● **Consegna 1**
Secondo l'estratto sul male nel mondo, in che modo veniva imposta la pax romana all'epoca di Gesù?
● **Consegna 2**
Prosegui l'estratto sul male nel mondo partendo subito dopo la sua ultima frase.
___ Estratto fornito
Oggi il tema, sempre terribilmente attuale, è il male nel mondo. Quello che sfugge alla nostra dimensione personale, quello talmente grande che noi non possiamo farci nulla. “Si presentarono alcuni a riferire a Gesù il fatto di quei Galilei, il cui sangue Pilato aveva fatto scorrere insieme a quello dei loro sacrifici” è il racconto di un fatto di cronaca come ogni giorno. Pilato, per gli ebrei, è il simbolo dell’oppressore romano, che fa il male e in più è sacrilego verso le usanze. Ha ragione l’oppressore, o hanno ragione gli oppositori, anche se terroristi? Pochi versetti prima, al capitolo 12, Gesù aveva chiesto “pensate che io sia venuto a portare la pace nel mondo?” spiazzando il nostro sentire comune sul tema della pace. Cos’è la pace? All’epoca di Gesù, e Pilato ne è un emblema, c’era la pax romana, che veniva imposta attraverso il dominio e la guerra. La stessa pace che contraddistingue tutta la nostra storia, anche attuale, nelle tante, troppe guerre più o meno dimenticate.

La storia viene sempre scritta dai vincitori, che non fanno altro che essere superiori agli avversari, sottometterli e giustificarsi davanti alla storia. I perdenti vengono processati, condannati e bollati dalla storia. Nella Bibbia ciò non avviene: Caino, fondatore di città, rimane per quello che è: un uomo che non ha accolto il giudizio di Dio, che si è separato da lui, che ha ucciso il fratello. Un uomo solo, privo di relazioni. Alla richiesta di prendere posizione tra il cattivo oppressore romano e i buoni terroristi galilei, Gesù risponde con una domanda.
______
___ Blocco dati
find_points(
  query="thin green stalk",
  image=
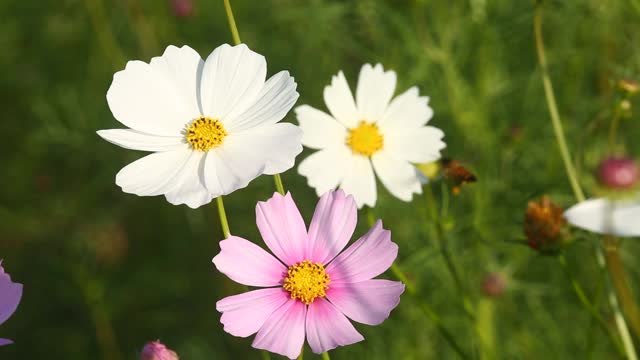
______
● **Risposta scritta 1**
Attraverso il dominio e la guerra.

● **Risposta scritta 2**
“Credete che quei Galilei fossero più peccatori?” spiazza il nostro punto di vista, perché nel ragionamento di Gesù scompaiono i romani. Il male condiviso. Il male comune. La convinzione che il male è sempre altrove, e noi siamo nel bene. Tentazione che viviamo sempre, quella di essere già santi con l’aureola, e gli altri sbagliano! Noi tutti siamo galilei, e come quei galilei siamo esattamente come i romani, che cercavano di sopraffare l’altro con la violenza. Quindi, i galilei, in cosa dovrebbero essere meglio dei romani? Abbiamo veramente bisogno di una conversione, di capire che non è divorando le relazioni, il pianeta, i poveri, che si vive nel mondo, sia che siamo vincitori o vinti dalla storia.

La risposta/domanda di Gesù spiazza proprio quei farisei che lo mettono alla prova, e ha la sua coerenza nella croce: Cristo morirà rifiutando fino all’estremo la logica della violenza, e verrà ucciso proprio da quei farisei, alleati nella stessa logica con i romani, che potevano eseguire condanne a morte, con i sadducei, con gli erodiani. Dopo duemila anni, ancora ne parliamo: il male non si combatte con il male, ma con il bene. Frase apparentemente banale, ma difficilissima da vivere nella storia. Ma finché il tema è la storia, la volontà degli uomini, anche se a fatica, possiamo dire che si può capire. Ma quando invece il male non deriva dall’azione dell’uomo, ma dal creato, che risposta ci dona Gesù?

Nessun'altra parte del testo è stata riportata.